(Point labeling rows)
● ● ●

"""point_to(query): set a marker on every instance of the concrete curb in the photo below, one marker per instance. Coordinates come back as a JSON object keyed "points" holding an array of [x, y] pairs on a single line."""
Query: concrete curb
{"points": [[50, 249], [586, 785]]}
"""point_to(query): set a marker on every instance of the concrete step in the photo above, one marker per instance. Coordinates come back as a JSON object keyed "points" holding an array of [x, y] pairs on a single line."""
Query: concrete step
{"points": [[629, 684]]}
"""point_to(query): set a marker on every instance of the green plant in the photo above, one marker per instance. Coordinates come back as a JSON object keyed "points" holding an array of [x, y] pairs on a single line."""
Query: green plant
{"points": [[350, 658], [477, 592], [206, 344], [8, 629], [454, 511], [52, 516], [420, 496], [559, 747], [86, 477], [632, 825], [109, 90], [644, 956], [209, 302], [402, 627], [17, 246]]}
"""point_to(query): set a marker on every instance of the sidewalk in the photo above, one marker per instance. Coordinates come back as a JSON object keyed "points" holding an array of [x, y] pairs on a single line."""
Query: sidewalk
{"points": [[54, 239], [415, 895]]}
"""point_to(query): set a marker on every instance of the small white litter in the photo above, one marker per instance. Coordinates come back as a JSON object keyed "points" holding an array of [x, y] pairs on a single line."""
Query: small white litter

● ● ●

Rewrite the rows above, changing "set a marker" to "place a dot" wherever it appears and leaving everything else as it is.

"""point_to(query): place a dot on every instance of the concrete curb in the photo below, one marker per instance. Coordinates come back as a JSON object keyed "points" holding an array of [x, y] pairs on a single line."""
Query: concrete curb
{"points": [[50, 249], [586, 785]]}
"""point_to(query): place a dot on every instance of the concrete step in the photo above, one marker per instance. Coordinates come back as a JSON object keyed "points" holding an array of [x, y] pairs on a single line."""
Query: concrete step
{"points": [[629, 684]]}
"""point_to(query): place a dot on every instance of the green plant in the photo above, one marker per instance. Coordinates come back as a JSON object keyed "points" holding an array of [x, y] pairs on a single line."""
Query: green plant
{"points": [[350, 658], [477, 592], [206, 344], [8, 629], [454, 511], [52, 516], [420, 496], [559, 747], [86, 477], [632, 825], [109, 90], [644, 956], [209, 302], [402, 627], [17, 246]]}
"""point_to(query): place a dot on every instance of the sidewalk in the photo above, one marker per instance. Coordinates come back as a JSON object keyed "points" holding an array of [x, y] pairs on a single line."""
Query: sidewalk
{"points": [[54, 239], [415, 895]]}
"""point_to(query): place a dot on every instance of the small white litter in the photo above, one marker per instance. Coordinates come back as a JSON object keyed "points" holding an array of [x, y] pairs on a single line."""
Query: small white litter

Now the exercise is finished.